### [WHAT THIS TASK INVOLVES]
Reprint the listing. Every line must match the original exactly.

[[ INFORMATION, beginning ]]

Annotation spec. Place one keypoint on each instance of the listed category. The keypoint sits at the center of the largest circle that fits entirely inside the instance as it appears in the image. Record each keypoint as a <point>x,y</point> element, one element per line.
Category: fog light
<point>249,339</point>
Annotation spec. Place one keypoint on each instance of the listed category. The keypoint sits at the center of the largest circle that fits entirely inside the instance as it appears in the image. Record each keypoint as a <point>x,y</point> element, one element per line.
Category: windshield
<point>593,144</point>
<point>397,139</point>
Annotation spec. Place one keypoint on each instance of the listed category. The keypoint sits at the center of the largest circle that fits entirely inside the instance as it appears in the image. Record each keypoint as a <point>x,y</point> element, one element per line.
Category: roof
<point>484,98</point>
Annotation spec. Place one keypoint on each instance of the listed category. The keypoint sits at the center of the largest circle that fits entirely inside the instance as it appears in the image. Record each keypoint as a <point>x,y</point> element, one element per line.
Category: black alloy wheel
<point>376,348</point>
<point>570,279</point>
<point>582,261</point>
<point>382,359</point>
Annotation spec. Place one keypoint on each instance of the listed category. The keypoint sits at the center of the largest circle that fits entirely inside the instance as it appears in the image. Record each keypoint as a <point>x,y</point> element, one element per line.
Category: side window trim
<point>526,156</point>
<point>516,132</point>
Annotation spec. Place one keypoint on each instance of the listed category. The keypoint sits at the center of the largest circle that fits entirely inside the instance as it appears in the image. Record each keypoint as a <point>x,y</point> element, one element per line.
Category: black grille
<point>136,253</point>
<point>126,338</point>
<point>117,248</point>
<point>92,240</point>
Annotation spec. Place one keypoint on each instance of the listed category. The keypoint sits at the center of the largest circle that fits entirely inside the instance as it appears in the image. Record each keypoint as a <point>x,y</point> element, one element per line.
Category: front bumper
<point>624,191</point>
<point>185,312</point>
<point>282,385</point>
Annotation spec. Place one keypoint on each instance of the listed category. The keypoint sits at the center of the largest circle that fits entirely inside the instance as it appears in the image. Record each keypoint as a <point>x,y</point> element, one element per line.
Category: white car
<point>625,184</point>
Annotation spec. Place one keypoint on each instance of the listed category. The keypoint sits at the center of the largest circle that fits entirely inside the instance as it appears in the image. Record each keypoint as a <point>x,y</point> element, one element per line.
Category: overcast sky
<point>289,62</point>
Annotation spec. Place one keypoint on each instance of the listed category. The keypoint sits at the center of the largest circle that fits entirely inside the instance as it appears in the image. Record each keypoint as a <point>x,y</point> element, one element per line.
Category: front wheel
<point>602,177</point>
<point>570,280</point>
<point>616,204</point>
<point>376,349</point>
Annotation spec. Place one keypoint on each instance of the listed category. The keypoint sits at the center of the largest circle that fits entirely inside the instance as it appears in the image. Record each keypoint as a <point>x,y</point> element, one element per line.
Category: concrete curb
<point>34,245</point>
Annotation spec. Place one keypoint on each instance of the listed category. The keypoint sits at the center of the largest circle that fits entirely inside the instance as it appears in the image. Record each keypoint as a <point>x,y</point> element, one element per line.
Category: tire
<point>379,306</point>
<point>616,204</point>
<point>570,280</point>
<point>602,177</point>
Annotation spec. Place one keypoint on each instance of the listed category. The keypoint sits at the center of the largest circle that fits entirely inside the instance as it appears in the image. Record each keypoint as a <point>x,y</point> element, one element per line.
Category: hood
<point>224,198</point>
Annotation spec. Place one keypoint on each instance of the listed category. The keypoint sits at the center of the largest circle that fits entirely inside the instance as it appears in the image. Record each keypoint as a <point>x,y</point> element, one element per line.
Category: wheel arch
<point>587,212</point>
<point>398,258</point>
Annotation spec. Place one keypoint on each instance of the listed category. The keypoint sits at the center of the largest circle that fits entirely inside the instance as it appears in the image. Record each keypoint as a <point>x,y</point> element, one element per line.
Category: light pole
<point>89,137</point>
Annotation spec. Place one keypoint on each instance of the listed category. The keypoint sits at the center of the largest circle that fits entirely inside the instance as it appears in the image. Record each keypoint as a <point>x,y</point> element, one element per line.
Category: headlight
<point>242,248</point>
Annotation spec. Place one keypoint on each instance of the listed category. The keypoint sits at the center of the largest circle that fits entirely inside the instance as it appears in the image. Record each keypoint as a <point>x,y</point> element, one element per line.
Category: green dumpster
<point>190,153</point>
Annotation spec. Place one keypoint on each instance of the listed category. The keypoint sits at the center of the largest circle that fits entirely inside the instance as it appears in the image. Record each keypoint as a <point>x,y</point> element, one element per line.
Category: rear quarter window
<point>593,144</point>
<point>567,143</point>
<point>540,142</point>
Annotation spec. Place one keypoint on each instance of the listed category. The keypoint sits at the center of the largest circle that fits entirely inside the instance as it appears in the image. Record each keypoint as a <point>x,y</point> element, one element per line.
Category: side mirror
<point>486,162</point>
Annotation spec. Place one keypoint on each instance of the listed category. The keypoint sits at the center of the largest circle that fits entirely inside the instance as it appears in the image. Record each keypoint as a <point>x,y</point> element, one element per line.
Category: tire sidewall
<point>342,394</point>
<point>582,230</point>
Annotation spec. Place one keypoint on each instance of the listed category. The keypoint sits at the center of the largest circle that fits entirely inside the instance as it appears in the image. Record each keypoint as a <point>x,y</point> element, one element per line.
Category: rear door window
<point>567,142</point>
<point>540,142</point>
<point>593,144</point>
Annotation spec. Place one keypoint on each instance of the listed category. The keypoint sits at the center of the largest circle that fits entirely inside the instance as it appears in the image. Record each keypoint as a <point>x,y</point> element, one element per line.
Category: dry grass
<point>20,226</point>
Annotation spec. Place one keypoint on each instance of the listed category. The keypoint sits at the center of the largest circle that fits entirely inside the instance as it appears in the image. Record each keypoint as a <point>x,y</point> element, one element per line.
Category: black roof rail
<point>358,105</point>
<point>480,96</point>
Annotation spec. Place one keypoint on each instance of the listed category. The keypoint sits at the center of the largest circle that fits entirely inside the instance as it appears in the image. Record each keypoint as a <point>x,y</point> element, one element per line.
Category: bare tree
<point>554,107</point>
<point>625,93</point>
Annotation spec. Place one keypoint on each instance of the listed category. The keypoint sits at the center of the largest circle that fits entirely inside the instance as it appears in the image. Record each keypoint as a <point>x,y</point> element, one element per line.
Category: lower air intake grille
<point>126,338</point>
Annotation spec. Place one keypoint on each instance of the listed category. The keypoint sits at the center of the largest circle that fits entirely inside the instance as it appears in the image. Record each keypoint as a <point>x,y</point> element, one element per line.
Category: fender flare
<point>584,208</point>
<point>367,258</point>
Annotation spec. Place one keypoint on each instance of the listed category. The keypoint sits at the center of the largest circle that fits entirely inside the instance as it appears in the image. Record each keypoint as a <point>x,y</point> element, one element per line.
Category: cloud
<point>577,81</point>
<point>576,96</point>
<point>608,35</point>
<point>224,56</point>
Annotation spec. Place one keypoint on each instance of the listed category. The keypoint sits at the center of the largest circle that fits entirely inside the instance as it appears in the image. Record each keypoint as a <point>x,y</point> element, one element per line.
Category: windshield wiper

[[ INFORMATION, end ]]

### [RESPONSE AREA]
Annotation spec. Place one keypoint on each instance of the listed category. The keypoint sits at the center of the largest circle that fits entirely inside the instance as it appears in the image. Record each keypoint as a <point>x,y</point> element, one element per line.
Category: fog light
<point>249,339</point>
Annotation spec. Place one keypoint on each instance of the listed category. The keypoint sits at the center of the largest circle that fits entirely inside the instance as it appears in the image. Record each keypoint as a <point>x,y</point> element, one element per line.
Category: windshield
<point>593,144</point>
<point>397,139</point>
Annotation spec. Place one keypoint on each instance of the listed category. The keypoint sits at the center of the largest circle that fits entirely inside the instance as it appears in the image. Record each keypoint as a <point>x,y</point> element, one element per line.
Category: roof
<point>484,98</point>
Annotation spec. Place one keypoint on each instance of the listed category. The keypoint sits at the center of the largest circle that fits entirely inside the instance as it appears in the image. Record each keypoint as a <point>x,y</point> element, one element per line.
Category: black alloy wheel
<point>376,348</point>
<point>570,279</point>
<point>582,261</point>
<point>382,359</point>
Annotation spec. Place one keypoint on each instance of the listed category. The keypoint sits at the center of the largest circle that fits entirely inside the instance as it appears in the image. Record each keypoint as a <point>x,y</point> element, one element per line.
Category: side window trim
<point>526,156</point>
<point>516,132</point>
Annotation spec. Place one keypoint on each instance of the listed category. The keypoint sits at the center of the largest circle that fits entirely inside the instance as it appears in the image. Record each keypoint as a <point>x,y</point> element, one element per line.
Category: black grille
<point>136,253</point>
<point>126,338</point>
<point>117,248</point>
<point>92,240</point>
Annotation spec. Place one keypoint on each instance of the listed category. The keypoint sits at the center of the largest circle that fits entirely inside the instance as it appears in the image. Record each keypoint as a <point>x,y</point> element, one element per line.
Category: front bumper
<point>624,191</point>
<point>185,312</point>
<point>282,385</point>
Annotation spec. Place one keypoint on each instance of the listed category. The keypoint sits at the center of the largest circle that fits entirely inside the instance as it appears in the image. Record each keypoint as a <point>x,y</point> element, one element per line.
Category: white car
<point>625,184</point>
Annotation spec. Place one keypoint on each instance of the listed category. The keypoint sits at the center of the largest circle that fits entirely inside the instance as it appears in the image. Record each keypoint as a <point>x,y</point> element, one element per line.
Category: overcast sky
<point>289,62</point>
Annotation spec. Place one keypoint on each instance of the listed category. The keypoint sits at the center of the largest circle that fits entirely inside the instance as it appears in the image. Record each keypoint as a <point>x,y</point> element, one element per line.
Category: front wheel
<point>602,177</point>
<point>570,280</point>
<point>616,204</point>
<point>376,349</point>
Annotation spec. Place one keypoint on each instance of the listed category. The keypoint sits at the center of the largest circle that fits entirely inside the instance as it appears in the image. Record each keypoint as a <point>x,y</point> element, one element per line.
Category: concrete curb
<point>34,245</point>
Annotation spec. Place one keypoint on each instance of the listed category. The keypoint sits at the center of the largest circle that fits entirely inside the instance as it appears in the image. Record each keypoint as a <point>x,y</point> element, one element per line.
Category: tire
<point>379,306</point>
<point>616,204</point>
<point>570,280</point>
<point>602,177</point>
Annotation spec. Place one keypoint on each instance of the listed category. The keypoint sits at the center of the largest circle that fits entirely inside the instance as it appears in the image. Record each keypoint as a <point>x,y</point> element, one element per line.
Category: hood
<point>224,198</point>
Annotation spec. Place one keypoint on each instance of the listed category. The keypoint sits at the center of the largest circle that fits entirely inside the instance as it appears in the image. Record each keypoint as a <point>x,y</point> element, one element per line.
Category: wheel arch
<point>587,212</point>
<point>398,258</point>
Annotation spec. Place one keypoint on each instance of the listed category. The keypoint sits at the center of the largest circle that fits entirely inside the instance as it appears in the image. Record each keypoint as a <point>x,y</point> element, one element per line.
Category: light pole
<point>89,137</point>
Annotation spec. Place one keypoint on each instance of the listed category. The keypoint sits at the center of the largest circle that fits entirely inside the instance as it appears in the image. Record each keypoint as a <point>x,y</point> element, one element per line.
Category: headlight
<point>242,248</point>
Annotation spec. Place one keypoint on each instance of the listed category. The keypoint sits at the center of the largest circle that fits entirely inside the instance as it appears in the image. Record each keypoint as a <point>x,y</point> element, one element per line.
Category: green dumpster
<point>190,153</point>
Annotation spec. Place one keypoint on each instance of the listed category. The keypoint sits at the center of the largest circle that fits entirely inside the instance as it appears in the image. Record each keypoint as a <point>x,y</point> element, one element per line.
Category: rear quarter window
<point>593,144</point>
<point>567,143</point>
<point>540,142</point>
Annotation spec. Place one keypoint on each instance of the listed category. The keypoint sits at the center of the largest circle that fits entirely inside the instance as it appears in the image. Record each keypoint as a <point>x,y</point> element, one element per line.
Category: side mirror
<point>486,162</point>
Annotation spec. Place one keypoint on each instance of the listed category. The keypoint sits at the center of the largest circle that fits entirely inside the instance as it appears in the image. Record each keypoint as a <point>x,y</point> element, one element per line.
Category: tire sidewall
<point>342,394</point>
<point>582,230</point>
Annotation spec. Place one keypoint on each instance of the listed category. The keypoint sits at the center of the largest circle that fits entirely inside the instance as it appears in the image. Record each keypoint as a <point>x,y</point> element, one element per line.
Category: rear door window
<point>567,142</point>
<point>540,142</point>
<point>593,144</point>
Annotation spec. Place one keypoint on each instance of the listed category. The keypoint sits at the center of the largest circle that fits entirely inside the instance as it appears in the image. Record each keypoint as a <point>x,y</point> element, one element per line.
Category: dry grass
<point>20,226</point>
Annotation spec. Place one keypoint on each instance of the listed category. The keypoint sits at the center of the largest circle that fits entirely inside the instance as it appears in the image. Record each keypoint as a <point>x,y</point> element, one element per line.
Category: black roof rail
<point>358,105</point>
<point>480,96</point>
Annotation spec. Place one keypoint on each instance of the listed category. The keypoint sits at the center of the largest circle that fits entirely inside the instance as it appears in the image. Record each keypoint as a <point>x,y</point> element, one element per line.
Category: bare tree
<point>554,107</point>
<point>625,93</point>
Annotation spec. Place one keypoint on each instance of the listed category. The keypoint sits at the center of the largest circle that fits entirely inside the instance as it appears in the image. Record each keypoint as a <point>x,y</point> element, one element per line.
Category: lower air intake grille
<point>126,338</point>
Annotation spec. Place one keypoint on each instance of the listed category. The keypoint sits at the center of the largest circle that fits entirely inside the instance as it appears in the image. Record each keypoint as a <point>x,y</point> element, one element per line.
Category: fender flare
<point>584,208</point>
<point>367,258</point>
Annotation spec. Place one keypoint on each instance of the listed category. The keypoint sits at the center of the largest circle that fits entirely inside the instance as it appears in the image. Record each keypoint as a <point>x,y</point> element, one element per line.
Category: cloud
<point>577,81</point>
<point>576,96</point>
<point>608,35</point>
<point>224,56</point>
Annotation spec. Place one keypoint on each instance of the listed category. The keypoint sits at the center of the largest circle that fits entirely inside the instance as it appears in the image. Record each keypoint as a <point>x,y</point> element, one element per line.
Category: windshield wiper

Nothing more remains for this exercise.